__Goal__
Copy the lines below, swapping every "shirt collar" for "jacket collar" and changing nothing else.

::: Rows :::

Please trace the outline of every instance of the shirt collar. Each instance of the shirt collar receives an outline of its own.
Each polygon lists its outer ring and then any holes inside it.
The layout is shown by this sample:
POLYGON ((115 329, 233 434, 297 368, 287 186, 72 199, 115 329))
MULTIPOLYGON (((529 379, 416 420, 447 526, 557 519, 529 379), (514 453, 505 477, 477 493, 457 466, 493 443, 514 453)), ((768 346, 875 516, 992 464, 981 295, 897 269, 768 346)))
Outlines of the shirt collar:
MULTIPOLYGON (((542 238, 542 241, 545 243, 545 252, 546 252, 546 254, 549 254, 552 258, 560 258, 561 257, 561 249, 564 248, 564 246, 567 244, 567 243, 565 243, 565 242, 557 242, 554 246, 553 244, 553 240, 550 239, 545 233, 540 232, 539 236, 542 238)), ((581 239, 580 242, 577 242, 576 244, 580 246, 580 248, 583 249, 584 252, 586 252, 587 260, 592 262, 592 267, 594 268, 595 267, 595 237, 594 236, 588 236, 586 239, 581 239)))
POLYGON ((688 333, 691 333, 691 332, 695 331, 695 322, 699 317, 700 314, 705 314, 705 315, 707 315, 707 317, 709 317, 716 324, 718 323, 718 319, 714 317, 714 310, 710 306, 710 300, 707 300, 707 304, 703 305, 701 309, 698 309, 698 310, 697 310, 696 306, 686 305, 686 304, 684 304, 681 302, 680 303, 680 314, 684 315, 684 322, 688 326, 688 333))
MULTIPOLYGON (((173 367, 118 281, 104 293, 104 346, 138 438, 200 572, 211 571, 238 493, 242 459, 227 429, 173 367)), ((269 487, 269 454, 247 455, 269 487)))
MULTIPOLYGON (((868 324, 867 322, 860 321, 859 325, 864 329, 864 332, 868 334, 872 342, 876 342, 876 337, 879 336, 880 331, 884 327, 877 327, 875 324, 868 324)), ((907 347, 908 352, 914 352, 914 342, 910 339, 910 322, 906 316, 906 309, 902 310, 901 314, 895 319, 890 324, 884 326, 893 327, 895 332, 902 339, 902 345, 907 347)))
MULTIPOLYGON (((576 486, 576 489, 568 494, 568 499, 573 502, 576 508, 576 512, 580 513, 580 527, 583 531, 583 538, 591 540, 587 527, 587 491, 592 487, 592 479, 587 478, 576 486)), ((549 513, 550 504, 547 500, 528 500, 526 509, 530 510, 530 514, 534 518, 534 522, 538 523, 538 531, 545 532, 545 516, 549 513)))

:::

__Response to the exercise__
Please trace the outline of every instance of the jacket collar. Each instance of the jacket collar receives an outline of its own.
Each polygon lists its outer ring and then any holes inside it.
The layout is shown by this sample:
POLYGON ((115 329, 233 434, 297 368, 287 186, 72 199, 115 329))
MULTIPOLYGON (((529 379, 416 420, 447 526, 557 519, 529 379), (514 453, 505 477, 477 493, 457 466, 493 443, 514 453)), ((768 346, 875 516, 992 464, 981 295, 897 269, 768 346)))
Outlines of the jacket collar:
MULTIPOLYGON (((542 238, 542 241, 545 243, 545 252, 546 252, 546 254, 549 254, 552 258, 560 258, 561 257, 561 249, 564 248, 564 246, 567 244, 567 243, 565 243, 565 242, 557 242, 554 246, 553 244, 553 240, 550 239, 545 233, 540 232, 539 236, 542 238)), ((581 239, 580 242, 577 242, 576 244, 580 246, 580 248, 583 249, 584 252, 586 252, 587 260, 592 262, 592 267, 594 268, 595 267, 595 237, 594 236, 588 236, 586 239, 581 239)))
POLYGON ((688 333, 691 333, 691 332, 695 331, 695 322, 699 317, 700 314, 705 314, 705 315, 707 315, 707 317, 709 317, 716 324, 718 323, 718 319, 714 317, 714 310, 710 306, 710 300, 707 300, 707 304, 703 305, 701 309, 698 309, 698 310, 697 310, 696 306, 686 305, 686 304, 684 304, 681 302, 680 303, 680 314, 684 315, 684 322, 688 326, 688 333))
MULTIPOLYGON (((173 367, 118 281, 104 293, 104 346, 138 438, 200 572, 211 571, 238 493, 242 459, 227 429, 173 367)), ((269 487, 269 454, 247 455, 269 487)))
MULTIPOLYGON (((868 324, 867 322, 860 321, 859 325, 864 329, 864 332, 868 334, 872 342, 876 342, 876 337, 879 336, 880 331, 884 327, 877 327, 875 324, 868 324)), ((907 347, 908 352, 914 352, 914 342, 910 339, 910 322, 906 316, 906 309, 902 310, 901 314, 895 319, 890 324, 884 326, 893 327, 895 332, 902 339, 902 345, 907 347)))
MULTIPOLYGON (((576 486, 576 489, 568 494, 568 499, 573 502, 576 508, 576 512, 580 513, 580 527, 583 531, 583 538, 591 540, 587 527, 587 491, 592 487, 592 479, 587 478, 576 486)), ((549 513, 550 504, 547 500, 528 500, 526 509, 530 510, 530 514, 534 518, 534 522, 538 523, 538 531, 545 532, 545 516, 549 513)))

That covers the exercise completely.